I can understand why you’re drawn to British crime fiction when I think about your work. It seems like you’re most interested in the intellectual process and the manipulation behind a crime.
Valerie: Yes, we’re definitely interested in the psychological aspect. What makes characters tick? What motivates them?
Lynne: Sometimes we get to a certain point and we have to ask each other, would this character really do that? What’s the motivation? The emphasis is on characterization rather than a high body count.
For my last interview for The Backlist, I talked to Andrea Bartz about Ethel Lina White’s The Lady Vanishes, which was written around the same time and also takes place on a train. Why do you think trains are so appealing as a setting?
Lynne: First of all, it’s the confinement. You’re in this moving box, in a confined space, and if you strike up a conversation, it feels very intimate because no one else is around. Until the train stops, you don’t really know where the other person is going, so there’s that element of mystery. And it does seem to engender the desire to share secrets. I think we’ve all had that experience, where you just start chatting with someone beside you, but who knows who you’re really speaking to. You could be striking up a conversation with a killer, or maybe you’re meeting somebody who could become a friend. Then there’s an elegance to the older stories with the train. Maybe you’re in first class, and you have cocktails. It’s a very appealing setting.
We wouldn’t call Pender an unreliable narrator since the narrative is in third person, but he is, in a sense, an unreliable character. We’re in his thoughts for most of the story, and he makes a lot of assumptions. Without giving any spoilers, why do you think Sayers chose to keep the reader inside his perspective?
Lynne: I think thrillers and mysteries have always played with point of view and with the reader’s access to knowledge. The trick is to do it in a fresh way that makes sense. Here, I thought it really worked, because I understood where Pender was coming from.
The man on the train tells Pender that he’s developed a method for committing the perfect murder. Do you have any thoughts on why the perfect murder is attractive as a trope?
Valerie: Probably there are a lot of us who have tried to concoct the perfect murder, not because we want to go out and commit it, but because it is this age-old riddle. Could you really get away with murder, and how would you do it? Today, with technology and cameras everywhere, it would be even harder, but it’s a mental puzzle that people love to think about.
Is there anything else you learned from the story that you would use in your own work or that you think you’ll come back to?
Valerie: For me, it was Pender’s obsessiveness. As his obsession with the man on the train increases, so does the suspense and the tension.
Lynne: I would agree. I think too it’s interesting to be reminded that you don’t always have to provide lots of backstory, and that it can be just as effective to withhold certain things and let the reader figure it out for themselves.

* * * *

Task statement: Return the passage of the interview from "Lynne: I think" to "to think about." word for word. The entries that come after the interview have nothing to do with this.

* * * *

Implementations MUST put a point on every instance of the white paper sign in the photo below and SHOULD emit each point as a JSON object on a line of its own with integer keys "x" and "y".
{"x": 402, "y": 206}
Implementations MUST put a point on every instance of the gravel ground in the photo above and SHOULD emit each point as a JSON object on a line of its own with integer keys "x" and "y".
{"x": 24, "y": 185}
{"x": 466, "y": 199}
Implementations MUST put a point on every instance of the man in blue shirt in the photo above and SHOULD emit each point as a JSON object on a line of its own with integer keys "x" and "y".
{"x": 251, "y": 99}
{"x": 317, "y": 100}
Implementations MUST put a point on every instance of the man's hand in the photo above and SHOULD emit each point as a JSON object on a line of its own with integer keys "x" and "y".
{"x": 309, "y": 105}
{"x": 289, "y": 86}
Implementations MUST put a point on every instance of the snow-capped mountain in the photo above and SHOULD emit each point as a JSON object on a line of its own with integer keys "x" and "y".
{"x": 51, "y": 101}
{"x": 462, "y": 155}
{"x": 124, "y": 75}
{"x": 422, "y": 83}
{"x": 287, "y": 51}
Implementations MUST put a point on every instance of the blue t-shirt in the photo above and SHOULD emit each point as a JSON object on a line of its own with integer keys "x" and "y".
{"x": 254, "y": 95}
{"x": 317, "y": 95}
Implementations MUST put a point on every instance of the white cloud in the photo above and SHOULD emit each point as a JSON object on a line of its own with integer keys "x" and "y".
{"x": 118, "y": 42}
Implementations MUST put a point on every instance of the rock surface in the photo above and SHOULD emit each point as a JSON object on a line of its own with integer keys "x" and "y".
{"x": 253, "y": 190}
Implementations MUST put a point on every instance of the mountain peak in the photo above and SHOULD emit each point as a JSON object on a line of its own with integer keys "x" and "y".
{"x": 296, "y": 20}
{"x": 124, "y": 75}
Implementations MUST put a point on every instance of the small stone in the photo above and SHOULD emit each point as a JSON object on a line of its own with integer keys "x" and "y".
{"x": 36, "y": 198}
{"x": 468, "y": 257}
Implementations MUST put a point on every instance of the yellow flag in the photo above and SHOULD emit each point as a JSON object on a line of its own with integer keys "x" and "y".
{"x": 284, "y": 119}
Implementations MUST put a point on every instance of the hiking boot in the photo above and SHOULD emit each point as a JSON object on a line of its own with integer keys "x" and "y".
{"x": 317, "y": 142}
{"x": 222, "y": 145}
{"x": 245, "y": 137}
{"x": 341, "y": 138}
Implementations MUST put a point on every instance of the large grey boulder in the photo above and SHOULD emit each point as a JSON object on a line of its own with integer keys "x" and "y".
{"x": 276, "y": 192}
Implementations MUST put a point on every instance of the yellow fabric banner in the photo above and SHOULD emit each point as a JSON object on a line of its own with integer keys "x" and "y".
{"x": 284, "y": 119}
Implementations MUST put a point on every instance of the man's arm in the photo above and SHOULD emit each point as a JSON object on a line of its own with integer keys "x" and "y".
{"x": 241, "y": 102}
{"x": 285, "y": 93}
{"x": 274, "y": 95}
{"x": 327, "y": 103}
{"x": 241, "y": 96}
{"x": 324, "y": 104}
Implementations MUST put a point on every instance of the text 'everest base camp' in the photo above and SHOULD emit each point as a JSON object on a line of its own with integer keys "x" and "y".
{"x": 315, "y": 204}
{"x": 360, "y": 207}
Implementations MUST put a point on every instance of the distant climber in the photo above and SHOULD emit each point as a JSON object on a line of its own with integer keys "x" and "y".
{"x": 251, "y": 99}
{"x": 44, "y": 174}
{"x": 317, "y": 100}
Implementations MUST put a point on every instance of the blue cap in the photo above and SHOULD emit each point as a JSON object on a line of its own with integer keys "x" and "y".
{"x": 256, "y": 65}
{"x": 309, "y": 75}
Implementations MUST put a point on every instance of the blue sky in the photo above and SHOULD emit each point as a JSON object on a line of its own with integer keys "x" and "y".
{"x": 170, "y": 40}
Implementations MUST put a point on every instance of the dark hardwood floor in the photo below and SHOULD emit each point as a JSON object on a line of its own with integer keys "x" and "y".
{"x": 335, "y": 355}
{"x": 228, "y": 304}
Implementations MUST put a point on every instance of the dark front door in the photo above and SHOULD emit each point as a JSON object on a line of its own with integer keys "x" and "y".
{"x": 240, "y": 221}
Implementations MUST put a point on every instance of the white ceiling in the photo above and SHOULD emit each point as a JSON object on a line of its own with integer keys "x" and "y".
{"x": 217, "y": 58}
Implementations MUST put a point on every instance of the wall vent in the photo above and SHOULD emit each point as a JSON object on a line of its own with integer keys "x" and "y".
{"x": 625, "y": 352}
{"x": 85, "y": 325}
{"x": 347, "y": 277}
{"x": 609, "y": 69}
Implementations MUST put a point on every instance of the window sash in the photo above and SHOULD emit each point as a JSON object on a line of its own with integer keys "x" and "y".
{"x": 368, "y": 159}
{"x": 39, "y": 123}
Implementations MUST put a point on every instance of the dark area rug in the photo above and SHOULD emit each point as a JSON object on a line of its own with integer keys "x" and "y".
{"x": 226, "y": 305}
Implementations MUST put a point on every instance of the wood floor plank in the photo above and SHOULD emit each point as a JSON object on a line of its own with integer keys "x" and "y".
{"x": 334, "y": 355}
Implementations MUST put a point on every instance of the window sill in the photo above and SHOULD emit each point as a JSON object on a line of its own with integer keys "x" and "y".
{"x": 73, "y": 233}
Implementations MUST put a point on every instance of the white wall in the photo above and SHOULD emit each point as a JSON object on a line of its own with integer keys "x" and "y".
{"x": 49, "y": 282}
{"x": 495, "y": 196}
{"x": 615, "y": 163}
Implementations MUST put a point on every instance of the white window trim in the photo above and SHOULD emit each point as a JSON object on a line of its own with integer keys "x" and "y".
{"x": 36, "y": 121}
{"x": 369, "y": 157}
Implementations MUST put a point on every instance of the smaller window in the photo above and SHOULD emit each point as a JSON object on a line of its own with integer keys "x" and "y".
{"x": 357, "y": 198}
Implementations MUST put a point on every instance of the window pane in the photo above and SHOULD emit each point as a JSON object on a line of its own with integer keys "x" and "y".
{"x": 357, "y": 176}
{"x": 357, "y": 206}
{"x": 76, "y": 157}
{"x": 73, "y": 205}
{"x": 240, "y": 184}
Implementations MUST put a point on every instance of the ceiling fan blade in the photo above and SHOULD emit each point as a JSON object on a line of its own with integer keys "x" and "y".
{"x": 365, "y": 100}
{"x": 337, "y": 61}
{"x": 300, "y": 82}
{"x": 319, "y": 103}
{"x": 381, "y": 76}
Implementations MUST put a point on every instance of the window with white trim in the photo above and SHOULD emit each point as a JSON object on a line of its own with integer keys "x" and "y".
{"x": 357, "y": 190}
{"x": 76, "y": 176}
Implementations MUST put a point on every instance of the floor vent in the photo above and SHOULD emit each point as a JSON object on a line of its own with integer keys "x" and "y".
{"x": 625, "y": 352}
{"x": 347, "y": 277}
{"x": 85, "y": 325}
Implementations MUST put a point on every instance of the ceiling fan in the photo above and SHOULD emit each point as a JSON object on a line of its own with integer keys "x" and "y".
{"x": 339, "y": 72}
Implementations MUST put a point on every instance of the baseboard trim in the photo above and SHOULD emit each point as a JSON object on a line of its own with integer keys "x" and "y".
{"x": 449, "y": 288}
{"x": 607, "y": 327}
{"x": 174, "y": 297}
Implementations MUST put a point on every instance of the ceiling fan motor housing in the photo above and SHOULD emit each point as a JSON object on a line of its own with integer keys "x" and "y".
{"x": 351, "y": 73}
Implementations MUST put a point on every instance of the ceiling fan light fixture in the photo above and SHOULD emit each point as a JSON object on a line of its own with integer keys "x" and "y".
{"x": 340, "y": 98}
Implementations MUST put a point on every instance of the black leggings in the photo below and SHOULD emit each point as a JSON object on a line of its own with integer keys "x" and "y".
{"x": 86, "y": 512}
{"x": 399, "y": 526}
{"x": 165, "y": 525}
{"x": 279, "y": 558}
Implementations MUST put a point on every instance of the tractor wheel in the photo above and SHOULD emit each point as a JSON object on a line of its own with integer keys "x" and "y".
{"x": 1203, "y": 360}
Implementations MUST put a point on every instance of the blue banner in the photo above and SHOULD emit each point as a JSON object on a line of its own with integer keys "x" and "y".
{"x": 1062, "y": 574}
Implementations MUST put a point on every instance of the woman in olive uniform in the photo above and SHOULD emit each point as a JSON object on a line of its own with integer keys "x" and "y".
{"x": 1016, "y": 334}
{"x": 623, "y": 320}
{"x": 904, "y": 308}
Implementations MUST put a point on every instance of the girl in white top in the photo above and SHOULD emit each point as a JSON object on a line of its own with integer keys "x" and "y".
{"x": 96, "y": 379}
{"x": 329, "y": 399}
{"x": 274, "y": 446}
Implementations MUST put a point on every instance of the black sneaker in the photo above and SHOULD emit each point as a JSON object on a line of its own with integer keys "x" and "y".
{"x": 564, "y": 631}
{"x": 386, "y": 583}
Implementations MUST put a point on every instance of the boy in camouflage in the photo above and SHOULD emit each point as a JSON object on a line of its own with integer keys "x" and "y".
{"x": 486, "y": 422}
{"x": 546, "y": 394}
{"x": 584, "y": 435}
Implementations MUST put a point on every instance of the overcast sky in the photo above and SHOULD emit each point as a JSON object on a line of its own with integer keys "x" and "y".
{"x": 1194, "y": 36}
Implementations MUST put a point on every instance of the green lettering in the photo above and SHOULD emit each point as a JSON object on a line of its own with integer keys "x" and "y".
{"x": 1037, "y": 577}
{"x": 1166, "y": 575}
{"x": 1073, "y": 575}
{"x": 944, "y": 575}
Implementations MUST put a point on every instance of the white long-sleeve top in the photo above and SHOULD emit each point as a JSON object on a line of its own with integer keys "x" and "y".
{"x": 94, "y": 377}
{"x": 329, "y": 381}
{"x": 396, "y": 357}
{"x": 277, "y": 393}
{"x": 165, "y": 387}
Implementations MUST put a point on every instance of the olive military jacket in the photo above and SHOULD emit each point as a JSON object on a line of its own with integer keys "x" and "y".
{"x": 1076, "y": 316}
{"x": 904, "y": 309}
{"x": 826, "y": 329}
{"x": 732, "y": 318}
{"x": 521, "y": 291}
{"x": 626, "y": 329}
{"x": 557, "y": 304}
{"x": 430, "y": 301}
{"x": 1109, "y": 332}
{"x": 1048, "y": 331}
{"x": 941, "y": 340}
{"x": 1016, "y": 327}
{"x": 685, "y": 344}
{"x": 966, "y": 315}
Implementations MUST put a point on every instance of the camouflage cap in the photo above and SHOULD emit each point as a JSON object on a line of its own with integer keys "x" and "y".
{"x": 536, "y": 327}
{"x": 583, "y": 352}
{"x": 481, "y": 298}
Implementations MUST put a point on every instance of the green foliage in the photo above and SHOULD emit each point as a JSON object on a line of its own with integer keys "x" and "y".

* * * *

Complete response:
Lynne: I think thrillers and mysteries have always played with point of view and with the reader’s access to knowledge. The trick is to do it in a fresh way that makes sense. Here, I thought it really worked, because I understood where Pender was coming from.
The man on the train tells Pender that he’s developed a method for committing the perfect murder. Do you have any thoughts on why the perfect murder is attractive as a trope?
Valerie: Probably there are a lot of us who have tried to concoct the perfect murder, not because we want to go out and commit it, but because it is this age-old riddle. Could you really get away with murder, and how would you do it? Today, with technology and cameras everywhere, it would be even harder, but it’s a mental puzzle that people love to think about.